Ieri la mia amica Paola mi ha detto che il suo colore preferito è il mandorla. Mandorla non è neanche un colore, le ho detto. Bianco mandorla, forse. Grigio mandorla. Giallo mandorla. Marroncino mandorla. Verde mandorla. Nero mandorla. Dipende dal momento della vita della mandorla in cui guardi la mandorla, dipende da come sta la mandorla, le ho detto. Ma dire solo mandorla, Paola, non ha senso. Devi dire un colore, prima, e poi specificare magari dove lo si reperisce in natura. Tipo blu di Prussia. Sai che in Prussia c'è quel blu lì, o che ce l'hanno solo lì. Sempre a patto di trovare la Prussia, cosa non scontata, le ho detto, né, probabilmente, utile a qualchecosa. Paola ha bevuto un sorso della sua birra, ci ha pensato su e poi ha detto: anche il color birra mi piace.

25.7.22

Come crepare di caldo (1117)

### Estratti delle righe:
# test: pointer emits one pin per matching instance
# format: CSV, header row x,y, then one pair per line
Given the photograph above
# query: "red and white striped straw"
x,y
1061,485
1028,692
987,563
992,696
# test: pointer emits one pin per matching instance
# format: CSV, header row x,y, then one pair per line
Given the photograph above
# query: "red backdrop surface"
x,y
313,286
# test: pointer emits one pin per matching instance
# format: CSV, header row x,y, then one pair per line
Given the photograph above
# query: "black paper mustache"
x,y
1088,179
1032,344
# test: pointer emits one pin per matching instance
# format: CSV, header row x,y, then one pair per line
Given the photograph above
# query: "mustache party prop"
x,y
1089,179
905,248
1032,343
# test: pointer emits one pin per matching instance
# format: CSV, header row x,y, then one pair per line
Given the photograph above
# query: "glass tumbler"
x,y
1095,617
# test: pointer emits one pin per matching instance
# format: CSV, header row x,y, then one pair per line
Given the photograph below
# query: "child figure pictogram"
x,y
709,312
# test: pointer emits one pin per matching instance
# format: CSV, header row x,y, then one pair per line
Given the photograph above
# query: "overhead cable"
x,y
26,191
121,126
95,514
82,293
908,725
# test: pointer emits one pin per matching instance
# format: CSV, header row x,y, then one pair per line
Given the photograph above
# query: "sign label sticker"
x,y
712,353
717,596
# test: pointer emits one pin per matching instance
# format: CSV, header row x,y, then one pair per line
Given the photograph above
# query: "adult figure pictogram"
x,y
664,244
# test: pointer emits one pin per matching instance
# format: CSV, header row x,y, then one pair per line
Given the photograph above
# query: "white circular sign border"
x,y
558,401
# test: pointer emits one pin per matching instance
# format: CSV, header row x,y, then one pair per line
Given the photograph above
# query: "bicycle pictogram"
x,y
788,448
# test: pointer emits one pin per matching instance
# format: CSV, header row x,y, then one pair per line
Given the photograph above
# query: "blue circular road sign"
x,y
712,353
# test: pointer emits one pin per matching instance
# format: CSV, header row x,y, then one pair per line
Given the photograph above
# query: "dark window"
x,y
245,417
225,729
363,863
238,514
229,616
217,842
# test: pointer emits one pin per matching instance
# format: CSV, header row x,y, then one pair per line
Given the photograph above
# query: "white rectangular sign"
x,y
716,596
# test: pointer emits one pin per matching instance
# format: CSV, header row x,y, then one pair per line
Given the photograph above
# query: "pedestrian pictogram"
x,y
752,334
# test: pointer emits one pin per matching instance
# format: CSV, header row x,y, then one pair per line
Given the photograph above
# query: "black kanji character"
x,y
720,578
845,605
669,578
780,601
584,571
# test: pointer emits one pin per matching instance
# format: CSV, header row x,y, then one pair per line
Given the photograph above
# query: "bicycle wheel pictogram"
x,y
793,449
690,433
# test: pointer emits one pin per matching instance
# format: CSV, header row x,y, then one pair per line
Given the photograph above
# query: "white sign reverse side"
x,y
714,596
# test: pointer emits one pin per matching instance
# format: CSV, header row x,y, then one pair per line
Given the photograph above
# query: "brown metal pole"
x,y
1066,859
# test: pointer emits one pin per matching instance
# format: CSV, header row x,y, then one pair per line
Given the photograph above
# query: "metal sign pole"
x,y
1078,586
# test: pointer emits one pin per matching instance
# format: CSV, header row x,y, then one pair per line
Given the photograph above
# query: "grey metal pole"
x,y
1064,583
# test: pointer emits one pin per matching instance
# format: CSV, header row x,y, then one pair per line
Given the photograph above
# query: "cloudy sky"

### Cosa farai:
1. Nel testo sul colore mandorla, perché dire soltanto «mandorla» non indica un colore? Rispondi con una, due o tre frasi.
2. Indica il numero di righe che contengono la parola "bicycle".
Il testo e le righe non hanno alcun legame tra loro.

### Le soluzioni:
1. Perché il colore della mandorla cambia secondo il momento della sua vita in cui la si guarda e secondo come sta, tanto che può essere bianco, grigio, giallo, marroncino, verde o nero mandorla. Per questo bisogna prima dire un colore e poi, magari, specificare dove lo si trova in natura, come nel blu di Prussia.

2. 2